▸ Work to do
Reproduce all of the material below, replacing "formatted like this" with "in this format" and leaving everything else unchanged. Omit the pictures from your answer.

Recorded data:

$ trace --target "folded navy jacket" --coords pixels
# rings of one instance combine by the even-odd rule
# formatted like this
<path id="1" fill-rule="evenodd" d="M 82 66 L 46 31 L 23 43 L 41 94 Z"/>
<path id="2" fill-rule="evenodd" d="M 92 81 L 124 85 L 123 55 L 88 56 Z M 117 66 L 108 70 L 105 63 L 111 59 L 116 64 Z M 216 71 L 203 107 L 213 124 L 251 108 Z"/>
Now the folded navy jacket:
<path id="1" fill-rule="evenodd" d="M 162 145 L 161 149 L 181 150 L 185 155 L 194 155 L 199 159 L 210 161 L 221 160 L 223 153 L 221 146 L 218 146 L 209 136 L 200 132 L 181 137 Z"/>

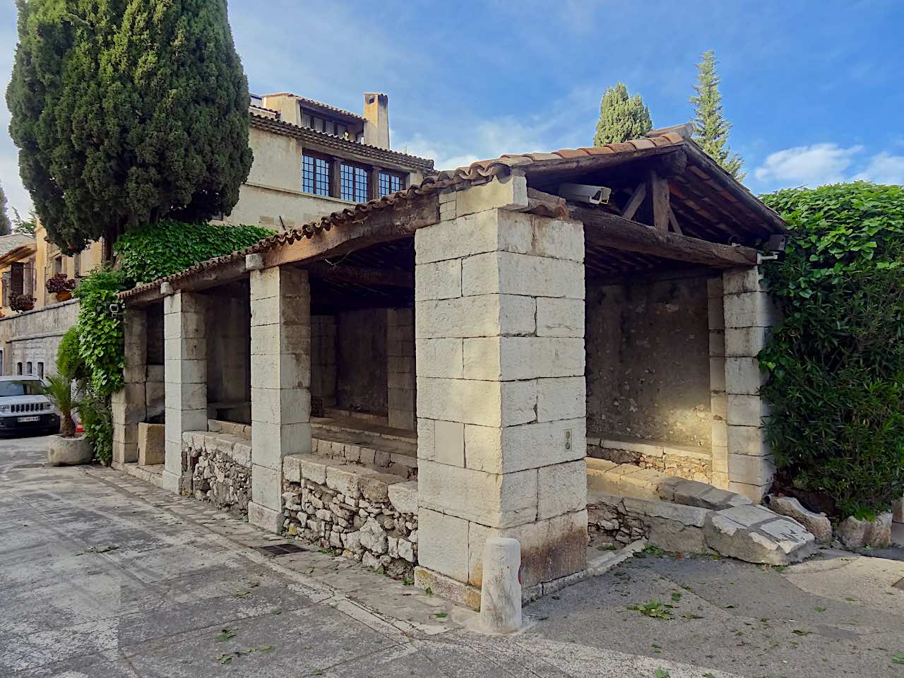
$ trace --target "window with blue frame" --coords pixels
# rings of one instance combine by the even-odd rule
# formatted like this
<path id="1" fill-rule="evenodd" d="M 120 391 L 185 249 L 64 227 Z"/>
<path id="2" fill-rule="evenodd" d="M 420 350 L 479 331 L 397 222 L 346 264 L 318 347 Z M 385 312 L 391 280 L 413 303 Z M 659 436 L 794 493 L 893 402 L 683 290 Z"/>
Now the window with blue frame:
<path id="1" fill-rule="evenodd" d="M 330 194 L 330 161 L 317 155 L 301 156 L 301 190 L 315 195 Z"/>
<path id="2" fill-rule="evenodd" d="M 405 187 L 405 180 L 400 174 L 391 172 L 380 173 L 380 197 L 401 191 Z"/>
<path id="3" fill-rule="evenodd" d="M 366 167 L 343 163 L 339 165 L 339 197 L 353 202 L 370 200 Z"/>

▸ The response
$ trace --target "folded navy jacket" --coords pixels
# rings of one instance combine by the even-odd rule
# in this format
<path id="1" fill-rule="evenodd" d="M 82 66 L 46 31 L 23 43 L 41 94 Z"/>
<path id="2" fill-rule="evenodd" d="M 92 81 L 124 85 L 123 55 L 88 56 Z M 117 66 L 108 70 L 105 63 L 111 59 L 116 64 Z M 216 71 L 203 107 L 213 124 L 251 108 Z"/>
Now the folded navy jacket:
<path id="1" fill-rule="evenodd" d="M 162 145 L 161 149 L 181 150 L 185 155 L 194 155 L 199 159 L 210 161 L 221 160 L 223 153 L 221 146 L 218 146 L 209 136 L 200 132 L 181 137 Z"/>

$ trace --target "window with blue frame" --coords pixels
# rings of one instance combine by the even-odd rule
# in this format
<path id="1" fill-rule="evenodd" d="M 120 391 L 185 249 L 64 227 Z"/>
<path id="2" fill-rule="evenodd" d="M 420 350 L 479 331 L 397 222 L 346 264 L 318 347 Z M 385 312 L 391 280 L 413 303 Z M 659 436 L 794 493 L 893 402 L 683 290 Z"/>
Now the window with blue frame:
<path id="1" fill-rule="evenodd" d="M 330 194 L 330 161 L 317 155 L 301 156 L 301 190 L 315 195 Z"/>
<path id="2" fill-rule="evenodd" d="M 405 187 L 405 180 L 400 174 L 391 172 L 380 173 L 380 197 L 401 191 Z"/>
<path id="3" fill-rule="evenodd" d="M 366 167 L 343 163 L 339 165 L 339 197 L 353 202 L 370 200 Z"/>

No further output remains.